Antenatal care

Antenatal classes help to prepare you labour, birth and after the birth.

Antenatal classes can also be a great opportunity to meet other parents-to-be. They can be especially helpful for first time parents by providing information about:

  • the process of labour and birth
  • birthing positions and relaxation and breathing techniques
  • pain relief options
  • medical procedures and interventions that may be necessary
  • changes that you will experience after you have had the baby
  • practical tips on caring for your newborn baby
  • postnatal contraception
  • breast feeding

Antenatal tests

Women are recommended to have initial blood testing for:

  • Blood group and Rhesus type
  • Screening the urine for infection
  • Blood count and iron stores
  • Checks for past and current infections are routine for all women in Australia (these include hepatitis, syphilis, HIV, rubella)

**Problem requirements**
Retype a passage of the antenatal care page word for word, beginning at the words "Women are recommended" and stopping after "syphilis, HIV, rubella)". Rely only on the antenatal care page for this work.

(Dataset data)
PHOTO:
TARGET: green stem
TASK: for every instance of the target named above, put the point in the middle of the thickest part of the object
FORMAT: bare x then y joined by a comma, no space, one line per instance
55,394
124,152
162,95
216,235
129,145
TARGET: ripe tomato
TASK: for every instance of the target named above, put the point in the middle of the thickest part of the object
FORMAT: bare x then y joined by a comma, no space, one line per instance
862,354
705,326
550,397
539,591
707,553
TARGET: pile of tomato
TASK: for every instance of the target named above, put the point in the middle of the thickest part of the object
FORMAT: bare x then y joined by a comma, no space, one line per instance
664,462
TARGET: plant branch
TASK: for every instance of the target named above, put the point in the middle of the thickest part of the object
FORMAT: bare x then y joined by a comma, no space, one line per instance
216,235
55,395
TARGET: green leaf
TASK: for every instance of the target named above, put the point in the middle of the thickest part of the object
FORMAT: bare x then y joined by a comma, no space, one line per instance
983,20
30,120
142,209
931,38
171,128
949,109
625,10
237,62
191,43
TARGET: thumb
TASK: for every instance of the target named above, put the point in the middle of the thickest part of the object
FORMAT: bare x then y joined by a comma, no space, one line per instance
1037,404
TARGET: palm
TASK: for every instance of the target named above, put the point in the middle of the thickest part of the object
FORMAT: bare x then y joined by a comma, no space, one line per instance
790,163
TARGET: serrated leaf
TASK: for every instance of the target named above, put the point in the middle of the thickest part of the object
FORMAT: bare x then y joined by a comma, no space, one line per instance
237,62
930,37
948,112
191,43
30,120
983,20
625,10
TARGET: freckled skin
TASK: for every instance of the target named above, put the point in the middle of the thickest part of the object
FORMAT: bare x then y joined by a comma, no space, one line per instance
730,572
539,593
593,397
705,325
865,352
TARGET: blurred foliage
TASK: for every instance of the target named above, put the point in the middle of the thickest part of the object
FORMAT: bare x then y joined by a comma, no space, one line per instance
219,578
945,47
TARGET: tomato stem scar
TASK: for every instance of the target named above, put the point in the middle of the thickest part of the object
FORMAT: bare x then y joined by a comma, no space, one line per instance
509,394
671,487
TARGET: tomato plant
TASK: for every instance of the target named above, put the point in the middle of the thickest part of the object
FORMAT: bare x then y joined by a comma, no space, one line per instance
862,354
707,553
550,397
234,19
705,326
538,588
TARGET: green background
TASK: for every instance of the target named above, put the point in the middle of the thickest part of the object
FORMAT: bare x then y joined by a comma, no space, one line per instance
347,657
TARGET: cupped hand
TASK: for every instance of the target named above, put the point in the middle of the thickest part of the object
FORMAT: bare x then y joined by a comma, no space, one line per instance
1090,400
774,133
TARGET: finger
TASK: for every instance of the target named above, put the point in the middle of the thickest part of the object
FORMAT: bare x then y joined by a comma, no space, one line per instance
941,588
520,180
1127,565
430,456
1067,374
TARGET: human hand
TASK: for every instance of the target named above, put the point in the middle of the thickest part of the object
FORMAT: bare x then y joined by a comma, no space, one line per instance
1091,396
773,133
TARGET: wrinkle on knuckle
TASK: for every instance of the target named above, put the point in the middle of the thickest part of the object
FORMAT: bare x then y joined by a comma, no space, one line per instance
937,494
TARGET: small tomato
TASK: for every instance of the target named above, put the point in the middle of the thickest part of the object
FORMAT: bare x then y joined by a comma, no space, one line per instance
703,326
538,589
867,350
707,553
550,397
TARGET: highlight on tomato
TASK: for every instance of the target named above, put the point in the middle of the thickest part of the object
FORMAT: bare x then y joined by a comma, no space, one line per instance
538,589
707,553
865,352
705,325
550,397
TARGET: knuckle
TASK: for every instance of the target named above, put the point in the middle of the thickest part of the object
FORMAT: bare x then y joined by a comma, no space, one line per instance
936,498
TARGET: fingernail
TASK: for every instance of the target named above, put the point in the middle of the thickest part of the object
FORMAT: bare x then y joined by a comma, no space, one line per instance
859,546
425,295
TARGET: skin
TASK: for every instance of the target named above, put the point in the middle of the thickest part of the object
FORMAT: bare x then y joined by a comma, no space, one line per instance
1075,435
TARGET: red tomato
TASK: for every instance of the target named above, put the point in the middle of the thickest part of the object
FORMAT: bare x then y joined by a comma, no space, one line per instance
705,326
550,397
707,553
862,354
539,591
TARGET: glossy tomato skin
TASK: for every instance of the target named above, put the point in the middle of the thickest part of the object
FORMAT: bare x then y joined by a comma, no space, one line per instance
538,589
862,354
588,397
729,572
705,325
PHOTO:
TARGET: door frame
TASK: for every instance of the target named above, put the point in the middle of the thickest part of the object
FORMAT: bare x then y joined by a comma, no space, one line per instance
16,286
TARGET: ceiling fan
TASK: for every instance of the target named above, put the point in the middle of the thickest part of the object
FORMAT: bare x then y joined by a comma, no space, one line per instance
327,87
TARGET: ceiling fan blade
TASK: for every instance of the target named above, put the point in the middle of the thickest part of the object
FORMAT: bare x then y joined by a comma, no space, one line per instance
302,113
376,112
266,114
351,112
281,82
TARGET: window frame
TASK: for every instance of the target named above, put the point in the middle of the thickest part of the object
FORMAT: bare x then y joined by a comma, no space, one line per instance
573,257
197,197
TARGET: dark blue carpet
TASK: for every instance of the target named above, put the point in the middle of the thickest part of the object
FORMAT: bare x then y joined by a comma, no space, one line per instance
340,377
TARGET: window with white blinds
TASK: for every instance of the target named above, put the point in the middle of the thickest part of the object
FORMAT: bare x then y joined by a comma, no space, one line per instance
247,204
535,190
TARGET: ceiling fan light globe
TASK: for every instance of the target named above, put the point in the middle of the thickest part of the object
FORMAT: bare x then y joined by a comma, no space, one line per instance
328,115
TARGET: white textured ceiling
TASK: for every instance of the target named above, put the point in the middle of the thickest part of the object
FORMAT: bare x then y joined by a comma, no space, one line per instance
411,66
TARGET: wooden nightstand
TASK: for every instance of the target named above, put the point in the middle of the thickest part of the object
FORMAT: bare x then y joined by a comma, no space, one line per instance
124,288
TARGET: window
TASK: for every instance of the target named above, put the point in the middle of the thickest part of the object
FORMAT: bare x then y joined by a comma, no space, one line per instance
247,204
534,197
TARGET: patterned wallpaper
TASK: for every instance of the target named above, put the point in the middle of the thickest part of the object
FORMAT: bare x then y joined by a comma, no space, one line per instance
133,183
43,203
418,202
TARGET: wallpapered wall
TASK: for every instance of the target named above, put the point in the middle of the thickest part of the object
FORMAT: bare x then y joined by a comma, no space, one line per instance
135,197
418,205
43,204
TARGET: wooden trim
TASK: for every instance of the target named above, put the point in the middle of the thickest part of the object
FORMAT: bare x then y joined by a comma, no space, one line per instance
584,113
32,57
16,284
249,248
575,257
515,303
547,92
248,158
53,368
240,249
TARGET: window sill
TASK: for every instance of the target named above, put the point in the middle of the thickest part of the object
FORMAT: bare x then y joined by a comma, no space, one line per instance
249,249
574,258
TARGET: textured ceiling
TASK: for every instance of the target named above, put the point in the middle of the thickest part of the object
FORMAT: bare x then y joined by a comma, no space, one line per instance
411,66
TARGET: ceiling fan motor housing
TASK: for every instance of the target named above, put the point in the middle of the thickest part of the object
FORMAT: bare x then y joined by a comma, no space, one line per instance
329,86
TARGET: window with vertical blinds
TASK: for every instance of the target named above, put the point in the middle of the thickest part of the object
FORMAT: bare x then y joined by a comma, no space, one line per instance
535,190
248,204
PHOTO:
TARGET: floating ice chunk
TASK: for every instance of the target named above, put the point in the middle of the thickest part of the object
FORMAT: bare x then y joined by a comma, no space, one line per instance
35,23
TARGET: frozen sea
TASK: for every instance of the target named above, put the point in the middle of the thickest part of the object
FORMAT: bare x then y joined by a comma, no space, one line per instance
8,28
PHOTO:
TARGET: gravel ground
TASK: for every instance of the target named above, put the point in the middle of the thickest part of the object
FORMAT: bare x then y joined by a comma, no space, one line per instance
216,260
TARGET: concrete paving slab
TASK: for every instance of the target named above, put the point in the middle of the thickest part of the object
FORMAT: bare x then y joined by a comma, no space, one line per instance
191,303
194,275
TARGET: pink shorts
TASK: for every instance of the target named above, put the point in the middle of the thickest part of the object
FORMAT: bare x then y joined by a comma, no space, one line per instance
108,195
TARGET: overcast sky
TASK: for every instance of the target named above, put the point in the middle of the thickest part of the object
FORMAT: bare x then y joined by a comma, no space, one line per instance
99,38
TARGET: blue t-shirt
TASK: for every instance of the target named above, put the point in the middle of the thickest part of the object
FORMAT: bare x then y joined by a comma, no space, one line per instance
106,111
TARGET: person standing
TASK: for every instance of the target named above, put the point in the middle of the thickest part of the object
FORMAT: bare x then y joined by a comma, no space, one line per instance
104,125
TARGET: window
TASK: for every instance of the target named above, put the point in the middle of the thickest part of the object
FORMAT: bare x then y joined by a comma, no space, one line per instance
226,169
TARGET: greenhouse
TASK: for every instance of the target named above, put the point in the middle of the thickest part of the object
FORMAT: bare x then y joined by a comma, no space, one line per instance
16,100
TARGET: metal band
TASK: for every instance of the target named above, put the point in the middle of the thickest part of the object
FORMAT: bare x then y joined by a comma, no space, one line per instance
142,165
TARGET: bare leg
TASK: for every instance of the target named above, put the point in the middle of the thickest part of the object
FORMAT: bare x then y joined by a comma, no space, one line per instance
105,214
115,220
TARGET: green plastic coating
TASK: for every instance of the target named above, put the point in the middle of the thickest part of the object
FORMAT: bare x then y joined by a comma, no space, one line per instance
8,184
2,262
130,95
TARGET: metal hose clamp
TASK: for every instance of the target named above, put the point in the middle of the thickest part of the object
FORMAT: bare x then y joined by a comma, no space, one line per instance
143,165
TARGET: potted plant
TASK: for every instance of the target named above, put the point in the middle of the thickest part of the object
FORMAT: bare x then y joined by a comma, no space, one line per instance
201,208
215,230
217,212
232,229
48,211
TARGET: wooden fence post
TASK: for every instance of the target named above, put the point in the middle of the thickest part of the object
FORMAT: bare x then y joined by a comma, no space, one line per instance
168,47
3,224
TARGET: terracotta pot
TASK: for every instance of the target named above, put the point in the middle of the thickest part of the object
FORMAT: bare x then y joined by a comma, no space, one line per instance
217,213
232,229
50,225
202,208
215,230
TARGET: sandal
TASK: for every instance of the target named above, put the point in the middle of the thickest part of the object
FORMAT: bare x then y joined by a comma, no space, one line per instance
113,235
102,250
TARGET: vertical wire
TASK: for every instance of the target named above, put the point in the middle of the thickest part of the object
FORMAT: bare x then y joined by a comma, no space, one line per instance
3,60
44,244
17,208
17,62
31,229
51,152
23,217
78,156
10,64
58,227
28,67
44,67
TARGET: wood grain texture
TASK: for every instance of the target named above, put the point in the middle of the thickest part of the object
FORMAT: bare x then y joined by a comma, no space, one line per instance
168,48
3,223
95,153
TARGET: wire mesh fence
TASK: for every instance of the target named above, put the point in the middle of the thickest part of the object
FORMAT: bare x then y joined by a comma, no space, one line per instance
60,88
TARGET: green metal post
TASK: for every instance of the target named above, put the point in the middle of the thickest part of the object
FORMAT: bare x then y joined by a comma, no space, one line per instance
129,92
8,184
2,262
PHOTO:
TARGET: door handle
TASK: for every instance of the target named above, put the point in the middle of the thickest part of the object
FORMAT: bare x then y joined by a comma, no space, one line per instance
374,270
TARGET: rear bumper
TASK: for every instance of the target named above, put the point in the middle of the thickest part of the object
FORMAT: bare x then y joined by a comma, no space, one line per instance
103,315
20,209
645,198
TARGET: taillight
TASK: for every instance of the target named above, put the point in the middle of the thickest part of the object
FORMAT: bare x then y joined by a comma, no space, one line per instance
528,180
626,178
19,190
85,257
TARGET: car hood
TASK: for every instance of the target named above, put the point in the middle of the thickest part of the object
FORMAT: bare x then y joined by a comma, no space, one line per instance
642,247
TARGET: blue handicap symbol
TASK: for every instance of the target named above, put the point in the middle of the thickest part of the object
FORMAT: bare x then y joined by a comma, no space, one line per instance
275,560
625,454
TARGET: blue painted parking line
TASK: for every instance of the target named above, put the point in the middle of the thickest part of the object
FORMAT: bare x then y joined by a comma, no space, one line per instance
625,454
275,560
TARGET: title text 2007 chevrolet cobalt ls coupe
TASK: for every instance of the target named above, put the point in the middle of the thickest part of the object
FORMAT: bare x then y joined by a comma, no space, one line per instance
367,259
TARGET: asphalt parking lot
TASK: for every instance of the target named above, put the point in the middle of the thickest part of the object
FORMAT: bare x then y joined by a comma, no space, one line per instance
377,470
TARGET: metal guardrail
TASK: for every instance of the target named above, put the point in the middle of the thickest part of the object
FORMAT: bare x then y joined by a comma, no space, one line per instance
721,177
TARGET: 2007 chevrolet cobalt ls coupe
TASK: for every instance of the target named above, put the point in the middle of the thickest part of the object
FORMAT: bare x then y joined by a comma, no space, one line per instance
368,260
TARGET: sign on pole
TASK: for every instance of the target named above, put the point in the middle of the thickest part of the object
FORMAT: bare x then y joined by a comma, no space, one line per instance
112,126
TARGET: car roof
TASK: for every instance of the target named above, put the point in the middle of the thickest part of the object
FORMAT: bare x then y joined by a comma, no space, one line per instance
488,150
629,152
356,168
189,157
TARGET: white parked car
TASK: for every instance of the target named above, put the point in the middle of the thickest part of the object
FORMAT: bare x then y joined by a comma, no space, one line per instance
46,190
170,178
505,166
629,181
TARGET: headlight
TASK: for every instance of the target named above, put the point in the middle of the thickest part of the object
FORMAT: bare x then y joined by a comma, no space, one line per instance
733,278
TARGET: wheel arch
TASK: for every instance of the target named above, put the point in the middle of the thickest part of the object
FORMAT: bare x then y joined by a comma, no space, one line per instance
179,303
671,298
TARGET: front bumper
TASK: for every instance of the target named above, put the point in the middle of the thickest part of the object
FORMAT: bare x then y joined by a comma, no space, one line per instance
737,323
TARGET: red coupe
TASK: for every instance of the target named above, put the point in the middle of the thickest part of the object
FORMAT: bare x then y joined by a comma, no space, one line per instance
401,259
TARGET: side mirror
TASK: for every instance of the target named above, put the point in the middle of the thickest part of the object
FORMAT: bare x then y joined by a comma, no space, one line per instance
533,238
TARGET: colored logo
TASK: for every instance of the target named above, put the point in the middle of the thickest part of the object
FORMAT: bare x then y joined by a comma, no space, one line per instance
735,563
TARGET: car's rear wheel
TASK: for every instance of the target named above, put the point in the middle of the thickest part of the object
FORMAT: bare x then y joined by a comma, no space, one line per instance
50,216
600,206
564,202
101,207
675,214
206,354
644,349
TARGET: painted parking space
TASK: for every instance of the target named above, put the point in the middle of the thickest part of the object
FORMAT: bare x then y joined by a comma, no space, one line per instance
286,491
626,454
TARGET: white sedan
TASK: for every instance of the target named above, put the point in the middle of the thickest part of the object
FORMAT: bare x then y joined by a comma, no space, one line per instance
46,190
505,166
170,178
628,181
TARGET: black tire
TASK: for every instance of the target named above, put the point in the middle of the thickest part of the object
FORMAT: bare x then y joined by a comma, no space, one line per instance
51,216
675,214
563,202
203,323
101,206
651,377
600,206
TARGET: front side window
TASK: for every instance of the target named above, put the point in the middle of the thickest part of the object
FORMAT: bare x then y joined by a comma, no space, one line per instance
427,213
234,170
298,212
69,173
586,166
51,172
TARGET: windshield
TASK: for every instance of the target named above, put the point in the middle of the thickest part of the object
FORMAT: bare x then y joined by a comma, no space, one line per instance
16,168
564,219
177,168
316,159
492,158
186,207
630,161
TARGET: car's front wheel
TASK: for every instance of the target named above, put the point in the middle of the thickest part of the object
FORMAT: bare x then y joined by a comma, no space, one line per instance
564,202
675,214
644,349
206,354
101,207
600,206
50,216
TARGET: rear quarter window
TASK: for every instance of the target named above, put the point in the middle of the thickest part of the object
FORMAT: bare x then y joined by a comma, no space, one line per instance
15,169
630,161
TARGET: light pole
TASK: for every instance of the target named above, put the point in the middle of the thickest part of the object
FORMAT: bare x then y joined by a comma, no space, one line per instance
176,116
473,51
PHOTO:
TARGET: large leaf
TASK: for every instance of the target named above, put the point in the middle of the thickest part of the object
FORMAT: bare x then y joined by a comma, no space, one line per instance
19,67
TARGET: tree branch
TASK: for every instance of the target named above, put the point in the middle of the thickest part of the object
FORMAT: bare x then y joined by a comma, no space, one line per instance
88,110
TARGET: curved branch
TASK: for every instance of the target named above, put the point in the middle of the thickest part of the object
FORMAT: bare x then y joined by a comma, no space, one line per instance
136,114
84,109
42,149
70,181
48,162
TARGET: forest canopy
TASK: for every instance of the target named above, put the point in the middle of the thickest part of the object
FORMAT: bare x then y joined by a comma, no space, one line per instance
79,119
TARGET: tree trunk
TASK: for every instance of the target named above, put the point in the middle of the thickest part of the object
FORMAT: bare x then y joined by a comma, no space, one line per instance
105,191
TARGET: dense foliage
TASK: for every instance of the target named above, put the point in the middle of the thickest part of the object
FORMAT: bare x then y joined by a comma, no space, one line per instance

**Solution to the exercise**
Women are recommended to have initial blood testing for:

  • Blood group and Rhesus type
  • Screening the urine for infection
  • Blood count and iron stores
  • Checks for past and current infections are routine for all women in Australia (these include hepatitis, syphilis, HIV, rubella)